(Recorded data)

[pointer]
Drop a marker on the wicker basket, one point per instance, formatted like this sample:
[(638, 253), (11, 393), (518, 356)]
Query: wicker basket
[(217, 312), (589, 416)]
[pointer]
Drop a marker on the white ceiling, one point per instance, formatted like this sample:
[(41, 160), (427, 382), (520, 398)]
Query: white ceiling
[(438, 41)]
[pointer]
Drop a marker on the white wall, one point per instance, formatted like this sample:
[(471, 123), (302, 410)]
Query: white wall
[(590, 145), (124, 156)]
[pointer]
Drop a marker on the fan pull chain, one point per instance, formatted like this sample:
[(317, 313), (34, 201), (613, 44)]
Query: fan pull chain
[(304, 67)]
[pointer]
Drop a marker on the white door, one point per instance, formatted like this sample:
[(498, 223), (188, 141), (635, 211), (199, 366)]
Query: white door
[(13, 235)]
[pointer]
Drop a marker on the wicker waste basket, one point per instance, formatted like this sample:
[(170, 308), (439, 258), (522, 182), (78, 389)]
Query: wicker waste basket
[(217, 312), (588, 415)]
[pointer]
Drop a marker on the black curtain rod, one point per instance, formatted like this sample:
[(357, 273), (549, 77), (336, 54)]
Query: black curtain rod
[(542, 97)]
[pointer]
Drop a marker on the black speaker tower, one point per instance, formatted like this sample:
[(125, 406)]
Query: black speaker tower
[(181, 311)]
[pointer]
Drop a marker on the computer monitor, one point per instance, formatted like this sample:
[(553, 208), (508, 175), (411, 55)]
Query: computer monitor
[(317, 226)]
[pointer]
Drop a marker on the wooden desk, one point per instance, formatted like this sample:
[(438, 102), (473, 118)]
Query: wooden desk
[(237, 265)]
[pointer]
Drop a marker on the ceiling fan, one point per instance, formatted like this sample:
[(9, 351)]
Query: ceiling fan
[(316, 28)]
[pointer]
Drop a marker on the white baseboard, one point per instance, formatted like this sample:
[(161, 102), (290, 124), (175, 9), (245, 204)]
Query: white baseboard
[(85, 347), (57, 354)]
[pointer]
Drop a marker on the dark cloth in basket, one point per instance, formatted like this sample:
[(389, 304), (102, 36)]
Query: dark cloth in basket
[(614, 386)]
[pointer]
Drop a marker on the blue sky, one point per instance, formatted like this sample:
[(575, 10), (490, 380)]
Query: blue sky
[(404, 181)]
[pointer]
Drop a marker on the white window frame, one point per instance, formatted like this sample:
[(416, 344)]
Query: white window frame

WHAT THE TASK ASKS ::
Return every line of the records above that contains the string "monitor", matching case exactly.

RESULT BELOW ::
Drop a marker on the computer monitor, one point per instance, formatted like this sample:
Query: computer monitor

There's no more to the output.